Here are the records. Write out exactly the lines between the one holding "Target: the smooth wavy rock" and the one holding "Target: the blue sky", inclusive.
○ ○ ○
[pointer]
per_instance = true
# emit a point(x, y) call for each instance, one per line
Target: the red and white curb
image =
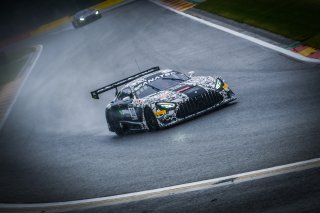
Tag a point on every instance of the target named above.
point(241, 35)
point(161, 192)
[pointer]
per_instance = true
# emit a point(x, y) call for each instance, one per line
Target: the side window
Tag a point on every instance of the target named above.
point(125, 92)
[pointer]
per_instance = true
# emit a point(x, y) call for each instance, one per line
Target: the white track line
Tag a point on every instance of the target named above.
point(161, 192)
point(241, 35)
point(34, 58)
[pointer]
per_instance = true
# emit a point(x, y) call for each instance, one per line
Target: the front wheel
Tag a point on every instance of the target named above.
point(151, 119)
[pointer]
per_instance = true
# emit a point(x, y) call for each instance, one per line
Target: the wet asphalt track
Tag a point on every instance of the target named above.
point(55, 145)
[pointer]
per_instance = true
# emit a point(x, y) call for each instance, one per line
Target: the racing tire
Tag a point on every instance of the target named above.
point(151, 119)
point(119, 131)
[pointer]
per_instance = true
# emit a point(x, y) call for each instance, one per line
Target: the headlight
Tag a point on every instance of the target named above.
point(218, 84)
point(167, 106)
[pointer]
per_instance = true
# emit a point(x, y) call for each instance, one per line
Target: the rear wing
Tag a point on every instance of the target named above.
point(95, 94)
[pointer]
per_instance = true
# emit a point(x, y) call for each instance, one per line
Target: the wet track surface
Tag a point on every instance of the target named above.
point(55, 145)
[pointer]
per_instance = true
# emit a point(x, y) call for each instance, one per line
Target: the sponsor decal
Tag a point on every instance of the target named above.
point(160, 113)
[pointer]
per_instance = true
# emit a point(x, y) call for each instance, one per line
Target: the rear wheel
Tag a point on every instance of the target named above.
point(151, 119)
point(119, 131)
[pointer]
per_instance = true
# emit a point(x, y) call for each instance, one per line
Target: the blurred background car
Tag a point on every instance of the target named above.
point(85, 16)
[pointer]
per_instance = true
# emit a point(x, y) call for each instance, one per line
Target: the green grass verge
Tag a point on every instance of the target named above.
point(11, 63)
point(295, 19)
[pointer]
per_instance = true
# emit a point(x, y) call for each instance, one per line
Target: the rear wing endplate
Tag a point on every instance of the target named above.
point(95, 93)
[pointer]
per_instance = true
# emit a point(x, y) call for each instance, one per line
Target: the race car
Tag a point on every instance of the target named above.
point(158, 98)
point(84, 17)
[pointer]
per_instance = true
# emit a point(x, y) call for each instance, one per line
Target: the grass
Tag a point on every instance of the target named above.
point(11, 63)
point(295, 19)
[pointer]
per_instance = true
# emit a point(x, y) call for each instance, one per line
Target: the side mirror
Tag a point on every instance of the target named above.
point(191, 73)
point(127, 98)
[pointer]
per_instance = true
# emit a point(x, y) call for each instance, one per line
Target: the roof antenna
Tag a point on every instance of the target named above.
point(137, 64)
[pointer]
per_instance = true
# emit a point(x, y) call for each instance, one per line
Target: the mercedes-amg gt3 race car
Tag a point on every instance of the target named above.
point(155, 98)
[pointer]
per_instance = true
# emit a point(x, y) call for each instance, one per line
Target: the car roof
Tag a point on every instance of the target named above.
point(84, 12)
point(146, 77)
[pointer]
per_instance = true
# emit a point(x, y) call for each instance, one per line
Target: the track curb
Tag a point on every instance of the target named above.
point(284, 51)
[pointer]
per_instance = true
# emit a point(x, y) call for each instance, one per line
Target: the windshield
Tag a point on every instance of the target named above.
point(158, 82)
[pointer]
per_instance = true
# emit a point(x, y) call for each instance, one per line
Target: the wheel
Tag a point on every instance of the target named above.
point(75, 25)
point(119, 131)
point(151, 119)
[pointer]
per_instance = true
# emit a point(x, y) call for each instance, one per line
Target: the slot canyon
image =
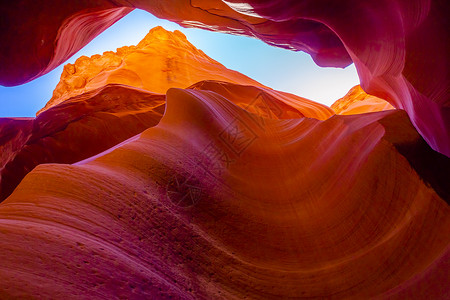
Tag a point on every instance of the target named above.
point(156, 172)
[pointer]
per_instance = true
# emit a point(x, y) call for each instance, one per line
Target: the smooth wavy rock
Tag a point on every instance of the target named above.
point(356, 101)
point(399, 47)
point(162, 60)
point(217, 202)
point(79, 128)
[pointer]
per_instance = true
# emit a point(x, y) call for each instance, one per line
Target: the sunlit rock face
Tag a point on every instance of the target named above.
point(228, 190)
point(217, 201)
point(400, 47)
point(356, 101)
point(162, 60)
point(79, 128)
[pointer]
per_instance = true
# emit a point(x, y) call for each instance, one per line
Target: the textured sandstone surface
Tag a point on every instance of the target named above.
point(228, 190)
point(399, 47)
point(82, 126)
point(217, 202)
point(162, 60)
point(356, 101)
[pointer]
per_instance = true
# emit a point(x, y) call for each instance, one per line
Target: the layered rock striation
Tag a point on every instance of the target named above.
point(400, 48)
point(162, 60)
point(218, 201)
point(356, 101)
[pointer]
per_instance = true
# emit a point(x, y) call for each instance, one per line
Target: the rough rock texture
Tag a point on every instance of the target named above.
point(400, 47)
point(79, 128)
point(162, 60)
point(216, 202)
point(356, 101)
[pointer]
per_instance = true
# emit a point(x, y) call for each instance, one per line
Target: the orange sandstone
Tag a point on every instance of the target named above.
point(162, 60)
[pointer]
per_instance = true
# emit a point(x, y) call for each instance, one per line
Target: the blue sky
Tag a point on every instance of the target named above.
point(281, 69)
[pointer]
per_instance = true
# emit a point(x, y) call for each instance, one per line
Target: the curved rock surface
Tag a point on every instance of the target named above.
point(162, 60)
point(356, 101)
point(219, 202)
point(400, 47)
point(87, 124)
point(79, 128)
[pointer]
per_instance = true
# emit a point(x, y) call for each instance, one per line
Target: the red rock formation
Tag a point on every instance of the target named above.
point(239, 191)
point(400, 48)
point(217, 202)
point(162, 60)
point(82, 126)
point(356, 101)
○ ○ ○
**Answer for the task**
Target: the smooth wavy rock
Tag a point on every instance of the target named above.
point(356, 101)
point(399, 47)
point(162, 60)
point(217, 202)
point(79, 128)
[pointer]
per_instance = true
# emit a point(x, y) call for each instance, one per line
Target: the sunlit rock face
Tag a point on every instance of the target named above.
point(228, 190)
point(217, 201)
point(400, 47)
point(356, 101)
point(162, 60)
point(79, 128)
[pointer]
per_instance = true
# emit a point(x, y) call for each instance, one per line
Target: the textured sandstone surface
Tag a point on every instance of the target named above.
point(228, 190)
point(399, 47)
point(82, 126)
point(217, 202)
point(162, 60)
point(356, 101)
[pointer]
per_instance = true
# emit a point(x, y) call for each instance, one per line
Target: the layered rock striation
Tag a point on every instance of the target named above.
point(400, 48)
point(162, 60)
point(218, 201)
point(356, 101)
[pointer]
per_instance = true
# emit a point(x, y) call for each instance, one per line
Target: the rough rock texture
Tag a point on every instance of the target named above.
point(400, 47)
point(79, 128)
point(162, 60)
point(216, 202)
point(356, 101)
[pointer]
per_instance = true
# emit a point(x, y) call for each instance, one per line
Target: the orange sandstone
Tag a point on every instance of the target named above.
point(162, 60)
[pointer]
per_instance = true
# emit a point(x, y) call for each instance, one per line
Target: the blue sky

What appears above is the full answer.